→ 課題: 以下のレコードをすべて、行ごとに「番号」と「行」の2列を持つMarkdownの表に書き直すこと。「番号」には行番号を入れ、空行は含めない。

→ データセット:
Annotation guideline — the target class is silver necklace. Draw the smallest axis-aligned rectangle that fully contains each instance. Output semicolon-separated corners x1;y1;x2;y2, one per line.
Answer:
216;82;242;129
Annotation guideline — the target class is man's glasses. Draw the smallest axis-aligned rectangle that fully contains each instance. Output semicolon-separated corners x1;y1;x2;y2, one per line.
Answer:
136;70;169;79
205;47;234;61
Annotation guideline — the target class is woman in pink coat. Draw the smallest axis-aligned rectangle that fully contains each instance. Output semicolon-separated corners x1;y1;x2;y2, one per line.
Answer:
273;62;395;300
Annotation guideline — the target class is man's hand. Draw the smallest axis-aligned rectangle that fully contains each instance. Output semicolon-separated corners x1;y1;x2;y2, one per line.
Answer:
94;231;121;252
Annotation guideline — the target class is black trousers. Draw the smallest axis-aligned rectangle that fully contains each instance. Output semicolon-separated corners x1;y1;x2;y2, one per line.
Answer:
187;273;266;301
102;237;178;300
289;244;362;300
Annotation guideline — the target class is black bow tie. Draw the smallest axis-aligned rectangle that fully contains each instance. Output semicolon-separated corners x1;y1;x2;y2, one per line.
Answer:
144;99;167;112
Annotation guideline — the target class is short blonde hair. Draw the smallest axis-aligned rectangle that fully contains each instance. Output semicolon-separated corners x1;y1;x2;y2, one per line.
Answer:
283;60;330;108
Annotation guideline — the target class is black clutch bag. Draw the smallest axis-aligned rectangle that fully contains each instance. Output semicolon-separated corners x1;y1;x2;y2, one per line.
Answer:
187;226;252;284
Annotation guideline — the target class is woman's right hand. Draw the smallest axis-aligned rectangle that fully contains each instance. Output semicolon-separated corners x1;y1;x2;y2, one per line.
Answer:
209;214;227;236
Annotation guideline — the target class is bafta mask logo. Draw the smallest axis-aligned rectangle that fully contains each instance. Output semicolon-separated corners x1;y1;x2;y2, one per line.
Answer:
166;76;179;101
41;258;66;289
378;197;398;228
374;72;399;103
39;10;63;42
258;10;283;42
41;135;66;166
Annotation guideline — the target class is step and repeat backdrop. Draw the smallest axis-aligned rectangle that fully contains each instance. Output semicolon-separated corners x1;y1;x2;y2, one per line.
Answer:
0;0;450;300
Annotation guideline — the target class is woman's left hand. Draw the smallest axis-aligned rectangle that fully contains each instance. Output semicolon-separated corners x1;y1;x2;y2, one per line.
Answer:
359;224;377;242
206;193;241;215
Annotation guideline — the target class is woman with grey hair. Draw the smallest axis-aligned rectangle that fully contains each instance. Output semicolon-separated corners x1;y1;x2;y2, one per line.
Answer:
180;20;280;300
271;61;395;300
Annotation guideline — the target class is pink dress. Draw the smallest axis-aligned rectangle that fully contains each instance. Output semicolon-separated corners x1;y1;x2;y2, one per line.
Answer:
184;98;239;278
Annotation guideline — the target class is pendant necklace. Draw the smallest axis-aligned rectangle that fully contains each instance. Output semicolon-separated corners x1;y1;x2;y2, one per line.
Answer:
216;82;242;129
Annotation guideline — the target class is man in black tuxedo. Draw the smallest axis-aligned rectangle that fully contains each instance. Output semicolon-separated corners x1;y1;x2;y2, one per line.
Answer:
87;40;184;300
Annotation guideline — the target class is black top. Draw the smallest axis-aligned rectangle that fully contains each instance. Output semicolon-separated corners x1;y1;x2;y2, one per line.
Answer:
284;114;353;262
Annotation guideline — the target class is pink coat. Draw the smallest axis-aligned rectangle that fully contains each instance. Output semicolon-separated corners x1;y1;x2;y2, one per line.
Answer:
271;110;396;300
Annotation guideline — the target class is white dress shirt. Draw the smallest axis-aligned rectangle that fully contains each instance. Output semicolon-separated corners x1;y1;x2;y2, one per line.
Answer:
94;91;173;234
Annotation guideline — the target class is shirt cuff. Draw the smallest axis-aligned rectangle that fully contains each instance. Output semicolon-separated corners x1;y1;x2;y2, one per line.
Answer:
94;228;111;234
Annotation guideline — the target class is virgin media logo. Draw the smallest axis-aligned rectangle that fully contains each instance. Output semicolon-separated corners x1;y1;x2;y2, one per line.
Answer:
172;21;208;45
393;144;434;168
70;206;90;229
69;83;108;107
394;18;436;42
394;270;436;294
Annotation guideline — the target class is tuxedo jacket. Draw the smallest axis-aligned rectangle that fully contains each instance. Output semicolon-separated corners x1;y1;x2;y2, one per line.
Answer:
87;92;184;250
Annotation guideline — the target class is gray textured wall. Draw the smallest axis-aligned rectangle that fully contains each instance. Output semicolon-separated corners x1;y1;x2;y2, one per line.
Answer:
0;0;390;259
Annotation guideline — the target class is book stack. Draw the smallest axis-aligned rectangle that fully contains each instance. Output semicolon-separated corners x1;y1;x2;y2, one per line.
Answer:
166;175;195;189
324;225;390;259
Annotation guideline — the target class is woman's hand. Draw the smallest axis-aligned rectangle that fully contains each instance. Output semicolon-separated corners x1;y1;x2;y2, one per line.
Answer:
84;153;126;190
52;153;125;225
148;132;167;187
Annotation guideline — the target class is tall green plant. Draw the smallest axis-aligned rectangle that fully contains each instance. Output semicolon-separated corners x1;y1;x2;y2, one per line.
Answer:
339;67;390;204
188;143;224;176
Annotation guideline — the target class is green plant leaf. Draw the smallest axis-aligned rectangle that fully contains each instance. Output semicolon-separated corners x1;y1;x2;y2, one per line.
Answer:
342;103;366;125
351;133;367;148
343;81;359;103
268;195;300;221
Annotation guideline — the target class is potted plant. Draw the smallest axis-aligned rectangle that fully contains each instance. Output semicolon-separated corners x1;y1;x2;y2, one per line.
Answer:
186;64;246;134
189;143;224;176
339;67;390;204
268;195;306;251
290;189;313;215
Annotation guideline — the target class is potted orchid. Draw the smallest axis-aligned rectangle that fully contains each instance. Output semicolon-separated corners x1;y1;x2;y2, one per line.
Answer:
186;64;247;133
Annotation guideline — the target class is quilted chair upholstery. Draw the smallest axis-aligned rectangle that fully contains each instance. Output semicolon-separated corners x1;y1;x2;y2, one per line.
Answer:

→ 回答は以下:
| 番号 | 行 |
|---|---|
| 1 | Annotation guideline — the target class is silver necklace. Draw the smallest axis-aligned rectangle that fully contains each instance. Output semicolon-separated corners x1;y1;x2;y2, one per line. |
| 2 | Answer: |
| 3 | 216;82;242;129 |
| 4 | Annotation guideline — the target class is man's glasses. Draw the smallest axis-aligned rectangle that fully contains each instance. Output semicolon-separated corners x1;y1;x2;y2, one per line. |
| 5 | Answer: |
| 6 | 136;70;169;79 |
| 7 | 205;47;234;61 |
| 8 | Annotation guideline — the target class is woman in pink coat. Draw the smallest axis-aligned rectangle that fully contains each instance. Output semicolon-separated corners x1;y1;x2;y2, one per line. |
| 9 | Answer: |
| 10 | 273;62;395;300 |
| 11 | Annotation guideline — the target class is man's hand. Draw the smallest axis-aligned rectangle that fully contains each instance. Output semicolon-separated corners x1;y1;x2;y2, one per line. |
| 12 | Answer: |
| 13 | 94;231;121;252 |
| 14 | Annotation guideline — the target class is black trousers. Draw the smallest axis-aligned rectangle that fully contains each instance. Output semicolon-separated corners x1;y1;x2;y2, one per line. |
| 15 | Answer: |
| 16 | 187;273;266;301 |
| 17 | 102;237;178;300 |
| 18 | 289;244;362;300 |
| 19 | Annotation guideline — the target class is black bow tie. Draw the smallest axis-aligned rectangle that fully contains each instance. Output semicolon-separated corners x1;y1;x2;y2, one per line. |
| 20 | Answer: |
| 21 | 144;99;167;112 |
| 22 | Annotation guideline — the target class is short blonde hair. Draw the smallest axis-aligned rectangle that fully contains each instance. Output semicolon-separated corners x1;y1;x2;y2, one per line. |
| 23 | Answer: |
| 24 | 283;60;330;108 |
| 25 | Annotation guideline — the target class is black clutch bag. Draw the smallest axis-aligned rectangle that fully contains each instance. Output semicolon-separated corners x1;y1;x2;y2, one per line. |
| 26 | Answer: |
| 27 | 187;226;252;284 |
| 28 | Annotation guideline — the target class is woman's right hand. Draw the smallest axis-aligned rectangle that fully contains each instance. Output semicolon-separated corners x1;y1;x2;y2, one per line. |
| 29 | Answer: |
| 30 | 209;214;227;236 |
| 31 | Annotation guideline — the target class is bafta mask logo. Draw the smallest axis-aligned rectangle that fully contains each instance. Output semicolon-separated corners x1;y1;x2;y2, one per line. |
| 32 | Answer: |
| 33 | 166;76;179;101 |
| 34 | 41;258;66;289 |
| 35 | 378;197;398;228 |
| 36 | 374;72;399;103 |
| 37 | 39;10;63;42 |
| 38 | 258;10;283;42 |
| 39 | 41;135;66;166 |
| 40 | Annotation guideline — the target class is step and repeat backdrop. Draw the smallest axis-aligned rectangle that fully contains each instance. Output semicolon-separated corners x1;y1;x2;y2, one per line. |
| 41 | Answer: |
| 42 | 0;0;450;300 |
| 43 | Annotation guideline — the target class is woman's left hand. Draw the smallest axis-aligned rectangle that fully contains each instance. Output semicolon-separated corners x1;y1;x2;y2, one per line. |
| 44 | Answer: |
| 45 | 359;224;377;242 |
| 46 | 206;193;241;215 |
| 47 | Annotation guideline — the target class is woman with grey hair. Draw the smallest axis-aligned rectangle that fully contains each instance. Output semicolon-separated corners x1;y1;x2;y2, one per line. |
| 48 | Answer: |
| 49 | 180;20;280;300 |
| 50 | 271;61;395;300 |
| 51 | Annotation guideline — the target class is pink dress. Draw the smallest axis-aligned rectangle that fully contains each instance. Output semicolon-separated corners x1;y1;x2;y2, one per line. |
| 52 | Answer: |
| 53 | 184;98;239;278 |
| 54 | Annotation guideline — the target class is pendant necklace. Draw the smallest axis-aligned rectangle that fully contains each instance. Output semicolon-separated corners x1;y1;x2;y2, one per line. |
| 55 | Answer: |
| 56 | 216;82;242;129 |
| 57 | Annotation guideline — the target class is man in black tuxedo. Draw the smallest axis-aligned rectangle that fully contains each instance. Output semicolon-separated corners x1;y1;x2;y2, one per line. |
| 58 | Answer: |
| 59 | 87;40;184;300 |
| 60 | Annotation guideline — the target class is black top. Draw the smallest axis-aligned rectangle that fully contains each instance. Output semicolon-separated corners x1;y1;x2;y2, one per line. |
| 61 | Answer: |
| 62 | 284;114;353;262 |
| 63 | Annotation guideline — the target class is pink coat. Draw the smallest axis-aligned rectangle that fully contains each instance. Output semicolon-separated corners x1;y1;x2;y2, one per line. |
| 64 | Answer: |
| 65 | 271;110;396;300 |
| 66 | Annotation guideline — the target class is white dress shirt. Draw the smallest axis-aligned rectangle that fully contains each instance. Output semicolon-separated corners x1;y1;x2;y2, one per line. |
| 67 | Answer: |
| 68 | 94;91;173;234 |
| 69 | Annotation guideline — the target class is shirt cuff. Draw the smallest axis-aligned rectangle that fully contains each instance. Output semicolon-separated corners x1;y1;x2;y2, one per line. |
| 70 | Answer: |
| 71 | 94;228;111;234 |
| 72 | Annotation guideline — the target class is virgin media logo. Draw the smallest axis-aligned rectangle that fully contains each instance. Output semicolon-separated corners x1;y1;x2;y2, one per line. |
| 73 | Answer: |
| 74 | 172;21;208;45 |
| 75 | 393;144;434;168 |
| 76 | 70;206;90;229 |
| 77 | 69;83;108;107 |
| 78 | 394;18;436;42 |
| 79 | 394;270;436;294 |
| 80 | Annotation guideline — the target class is tuxedo jacket. Draw the smallest axis-aligned rectangle that fully contains each instance. Output semicolon-separated corners x1;y1;x2;y2, one per line. |
| 81 | Answer: |
| 82 | 87;92;184;250 |
| 83 | Annotation guideline — the target class is gray textured wall. Draw the smallest axis-aligned rectangle that fully contains each instance. Output semicolon-separated corners x1;y1;x2;y2, one per line. |
| 84 | Answer: |
| 85 | 0;0;390;259 |
| 86 | Annotation guideline — the target class is book stack. Draw the smallest axis-aligned rectangle that fully contains each instance. Output semicolon-separated corners x1;y1;x2;y2, one per line. |
| 87 | Answer: |
| 88 | 166;175;195;189 |
| 89 | 324;225;390;259 |
| 90 | Annotation guideline — the target class is woman's hand. Draw the smallest axis-aligned rectangle that fully contains each instance. Output semicolon-separated corners x1;y1;x2;y2, one per line. |
| 91 | Answer: |
| 92 | 84;153;126;190 |
| 93 | 52;153;125;225 |
| 94 | 148;132;167;187 |
| 95 | Annotation guideline — the target class is tall green plant. Draw the smallest axis-aligned rectangle that fully contains each instance. Output semicolon-separated corners x1;y1;x2;y2, one per line. |
| 96 | Answer: |
| 97 | 339;67;390;204 |
| 98 | 188;143;224;176 |
| 99 | Annotation guideline — the target class is green plant leaf. Draw the smallest axis-aligned rectangle that fully contains each instance. Output semicolon-separated corners x1;y1;x2;y2, one per line. |
| 100 | Answer: |
| 101 | 342;103;366;125 |
| 102 | 351;133;367;148 |
| 103 | 343;81;359;103 |
| 104 | 268;195;300;221 |
| 105 | Annotation guideline — the target class is potted plant. Draw the smallest axis-aligned rectangle that fully contains each instance. Output semicolon-separated corners x1;y1;x2;y2, one per line. |
| 106 | Answer: |
| 107 | 186;64;246;134 |
| 108 | 189;143;224;176 |
| 109 | 339;67;390;204 |
| 110 | 268;195;306;251 |
| 111 | 290;189;313;215 |
| 112 | Annotation guideline — the target class is potted orchid. Draw the smallest axis-aligned rectangle that fully contains each instance. Output semicolon-separated corners x1;y1;x2;y2, one per line. |
| 113 | Answer: |
| 114 | 186;64;247;133 |
| 115 | Annotation guideline — the target class is quilted chair upholstery. Draw the smallest axis-aligned rectangle that fully contains each instance. Output semicolon-separated corners x1;y1;x2;y2, one per line. |
| 116 | Answer: |